Short problem:
Which lines in the items below contain the word "mountain" with matching case? Pick out each such line and copy it.

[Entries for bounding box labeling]
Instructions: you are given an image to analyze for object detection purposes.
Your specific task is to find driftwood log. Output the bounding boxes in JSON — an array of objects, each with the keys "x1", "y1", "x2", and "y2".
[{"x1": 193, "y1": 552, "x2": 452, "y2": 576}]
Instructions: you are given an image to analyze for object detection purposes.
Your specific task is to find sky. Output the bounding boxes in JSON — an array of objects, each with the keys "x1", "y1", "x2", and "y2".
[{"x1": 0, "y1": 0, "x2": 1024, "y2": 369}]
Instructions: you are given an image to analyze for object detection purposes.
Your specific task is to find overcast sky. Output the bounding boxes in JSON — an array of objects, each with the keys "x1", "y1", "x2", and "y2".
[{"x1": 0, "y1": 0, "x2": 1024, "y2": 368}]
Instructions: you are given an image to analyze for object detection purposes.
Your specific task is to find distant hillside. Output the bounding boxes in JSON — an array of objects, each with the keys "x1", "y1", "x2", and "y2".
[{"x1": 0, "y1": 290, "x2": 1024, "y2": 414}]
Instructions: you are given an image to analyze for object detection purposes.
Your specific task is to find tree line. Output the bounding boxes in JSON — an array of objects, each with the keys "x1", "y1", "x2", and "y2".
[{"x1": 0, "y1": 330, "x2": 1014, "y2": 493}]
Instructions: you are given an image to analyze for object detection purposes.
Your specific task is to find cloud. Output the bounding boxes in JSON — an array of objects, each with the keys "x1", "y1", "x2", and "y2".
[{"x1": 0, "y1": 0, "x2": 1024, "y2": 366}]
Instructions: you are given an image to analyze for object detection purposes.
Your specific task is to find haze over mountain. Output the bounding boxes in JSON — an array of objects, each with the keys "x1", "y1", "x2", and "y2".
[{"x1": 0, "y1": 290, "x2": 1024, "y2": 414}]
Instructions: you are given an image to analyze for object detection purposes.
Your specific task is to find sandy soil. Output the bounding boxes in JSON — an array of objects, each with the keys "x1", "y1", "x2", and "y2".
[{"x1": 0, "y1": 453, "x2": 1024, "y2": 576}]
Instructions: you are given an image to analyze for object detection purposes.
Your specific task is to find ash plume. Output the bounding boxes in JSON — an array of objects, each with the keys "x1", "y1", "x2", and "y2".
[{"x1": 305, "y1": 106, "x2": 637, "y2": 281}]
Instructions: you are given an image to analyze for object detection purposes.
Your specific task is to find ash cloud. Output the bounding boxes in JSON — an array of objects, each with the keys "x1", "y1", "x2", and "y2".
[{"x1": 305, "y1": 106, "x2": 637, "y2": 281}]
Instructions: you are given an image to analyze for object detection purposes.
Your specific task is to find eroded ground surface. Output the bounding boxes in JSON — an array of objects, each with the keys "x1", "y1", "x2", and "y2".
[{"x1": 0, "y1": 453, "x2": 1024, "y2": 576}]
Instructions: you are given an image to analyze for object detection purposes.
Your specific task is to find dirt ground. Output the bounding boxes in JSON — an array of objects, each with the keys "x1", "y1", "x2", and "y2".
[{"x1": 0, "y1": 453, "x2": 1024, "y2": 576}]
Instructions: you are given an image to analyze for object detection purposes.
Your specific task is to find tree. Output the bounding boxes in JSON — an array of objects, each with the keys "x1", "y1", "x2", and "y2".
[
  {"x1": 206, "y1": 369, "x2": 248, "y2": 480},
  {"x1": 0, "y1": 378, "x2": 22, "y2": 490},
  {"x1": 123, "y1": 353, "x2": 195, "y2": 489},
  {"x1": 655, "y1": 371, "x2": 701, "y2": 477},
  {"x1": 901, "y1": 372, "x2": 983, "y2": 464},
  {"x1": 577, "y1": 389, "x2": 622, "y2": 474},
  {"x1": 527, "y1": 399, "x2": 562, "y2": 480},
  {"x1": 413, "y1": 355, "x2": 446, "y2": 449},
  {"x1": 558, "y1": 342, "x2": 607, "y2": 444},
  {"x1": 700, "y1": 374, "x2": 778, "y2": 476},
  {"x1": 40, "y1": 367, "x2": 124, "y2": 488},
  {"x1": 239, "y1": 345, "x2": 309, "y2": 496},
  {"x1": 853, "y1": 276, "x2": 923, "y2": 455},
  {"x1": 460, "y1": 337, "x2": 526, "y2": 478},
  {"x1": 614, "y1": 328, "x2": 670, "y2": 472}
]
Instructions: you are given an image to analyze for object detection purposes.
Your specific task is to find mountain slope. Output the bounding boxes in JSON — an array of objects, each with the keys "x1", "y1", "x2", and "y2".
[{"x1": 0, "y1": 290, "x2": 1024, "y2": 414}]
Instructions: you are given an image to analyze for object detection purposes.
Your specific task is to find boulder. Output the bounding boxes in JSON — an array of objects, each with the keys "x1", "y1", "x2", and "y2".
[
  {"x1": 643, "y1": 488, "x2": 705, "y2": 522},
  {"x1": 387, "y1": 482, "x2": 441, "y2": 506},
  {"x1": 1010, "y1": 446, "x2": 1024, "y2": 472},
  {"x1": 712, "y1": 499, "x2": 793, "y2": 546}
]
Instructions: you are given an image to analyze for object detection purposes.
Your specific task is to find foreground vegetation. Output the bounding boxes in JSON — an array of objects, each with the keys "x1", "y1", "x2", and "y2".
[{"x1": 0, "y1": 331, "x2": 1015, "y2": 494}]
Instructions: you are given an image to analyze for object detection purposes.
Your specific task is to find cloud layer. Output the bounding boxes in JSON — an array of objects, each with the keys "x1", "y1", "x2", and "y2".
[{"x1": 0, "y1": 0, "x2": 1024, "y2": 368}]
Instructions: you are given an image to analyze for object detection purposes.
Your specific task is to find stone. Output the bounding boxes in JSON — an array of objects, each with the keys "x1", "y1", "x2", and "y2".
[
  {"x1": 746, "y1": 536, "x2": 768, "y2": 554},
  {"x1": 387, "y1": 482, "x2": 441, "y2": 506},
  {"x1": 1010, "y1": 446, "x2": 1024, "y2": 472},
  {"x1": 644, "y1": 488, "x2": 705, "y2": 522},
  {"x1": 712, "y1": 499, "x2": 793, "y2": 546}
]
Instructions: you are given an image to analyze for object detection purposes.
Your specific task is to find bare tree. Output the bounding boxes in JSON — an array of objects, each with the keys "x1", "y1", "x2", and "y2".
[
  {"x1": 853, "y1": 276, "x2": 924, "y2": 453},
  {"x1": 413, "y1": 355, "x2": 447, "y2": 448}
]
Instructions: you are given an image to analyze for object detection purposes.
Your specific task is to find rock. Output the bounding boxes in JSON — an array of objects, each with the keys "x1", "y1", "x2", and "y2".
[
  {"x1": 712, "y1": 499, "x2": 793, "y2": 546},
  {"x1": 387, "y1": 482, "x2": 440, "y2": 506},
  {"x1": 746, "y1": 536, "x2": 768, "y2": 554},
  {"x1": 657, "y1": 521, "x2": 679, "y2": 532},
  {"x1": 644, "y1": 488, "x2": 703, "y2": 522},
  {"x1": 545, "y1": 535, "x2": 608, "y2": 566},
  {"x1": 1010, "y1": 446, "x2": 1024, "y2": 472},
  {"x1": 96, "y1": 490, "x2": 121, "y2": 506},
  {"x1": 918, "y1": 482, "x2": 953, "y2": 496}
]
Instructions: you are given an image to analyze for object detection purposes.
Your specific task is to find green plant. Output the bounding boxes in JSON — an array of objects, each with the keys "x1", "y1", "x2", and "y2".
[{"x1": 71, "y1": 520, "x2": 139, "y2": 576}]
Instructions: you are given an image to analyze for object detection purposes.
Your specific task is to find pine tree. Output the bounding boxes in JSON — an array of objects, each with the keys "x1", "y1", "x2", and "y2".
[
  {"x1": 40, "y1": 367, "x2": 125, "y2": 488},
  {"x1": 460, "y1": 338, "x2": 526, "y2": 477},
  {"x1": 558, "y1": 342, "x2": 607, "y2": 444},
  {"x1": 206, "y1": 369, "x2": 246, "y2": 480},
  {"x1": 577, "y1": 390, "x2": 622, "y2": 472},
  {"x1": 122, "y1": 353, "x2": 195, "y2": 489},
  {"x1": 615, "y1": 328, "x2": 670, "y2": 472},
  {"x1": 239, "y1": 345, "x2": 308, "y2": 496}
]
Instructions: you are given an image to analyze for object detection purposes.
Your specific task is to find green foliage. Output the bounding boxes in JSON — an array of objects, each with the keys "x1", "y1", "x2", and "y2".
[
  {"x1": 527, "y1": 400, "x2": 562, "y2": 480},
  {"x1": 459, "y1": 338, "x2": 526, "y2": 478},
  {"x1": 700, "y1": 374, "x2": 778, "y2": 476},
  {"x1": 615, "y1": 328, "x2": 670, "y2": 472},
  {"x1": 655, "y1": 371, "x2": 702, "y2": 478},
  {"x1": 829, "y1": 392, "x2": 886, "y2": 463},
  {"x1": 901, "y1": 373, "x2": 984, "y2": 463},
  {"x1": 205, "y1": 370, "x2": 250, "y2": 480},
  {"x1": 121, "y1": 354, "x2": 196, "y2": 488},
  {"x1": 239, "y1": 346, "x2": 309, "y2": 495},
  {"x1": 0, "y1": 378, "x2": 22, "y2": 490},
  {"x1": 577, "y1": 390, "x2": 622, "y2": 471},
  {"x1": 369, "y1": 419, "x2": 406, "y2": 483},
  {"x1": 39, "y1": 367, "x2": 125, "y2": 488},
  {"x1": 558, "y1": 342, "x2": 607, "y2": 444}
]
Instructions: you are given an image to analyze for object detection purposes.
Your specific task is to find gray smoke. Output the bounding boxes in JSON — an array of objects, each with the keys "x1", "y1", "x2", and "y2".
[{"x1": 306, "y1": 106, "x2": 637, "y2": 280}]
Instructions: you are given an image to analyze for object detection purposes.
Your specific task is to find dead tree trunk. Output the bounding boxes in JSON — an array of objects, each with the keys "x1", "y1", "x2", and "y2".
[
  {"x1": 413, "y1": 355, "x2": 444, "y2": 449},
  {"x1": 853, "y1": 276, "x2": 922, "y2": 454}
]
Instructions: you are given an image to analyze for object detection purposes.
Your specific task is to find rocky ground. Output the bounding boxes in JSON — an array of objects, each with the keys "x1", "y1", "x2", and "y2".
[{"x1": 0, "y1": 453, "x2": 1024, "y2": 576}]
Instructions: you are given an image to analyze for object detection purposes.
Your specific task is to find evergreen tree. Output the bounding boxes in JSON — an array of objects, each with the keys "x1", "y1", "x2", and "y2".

Solution:
Your specific task is to find haze over mountain. Output the bounding boxes in JSON — an array of objects, each with the keys "x1", "y1", "x2", and "y2".
Your specific task is to find mountain slope. Output the bounding boxes in JSON — an array of objects, each with the keys "x1", "y1", "x2", and "y2".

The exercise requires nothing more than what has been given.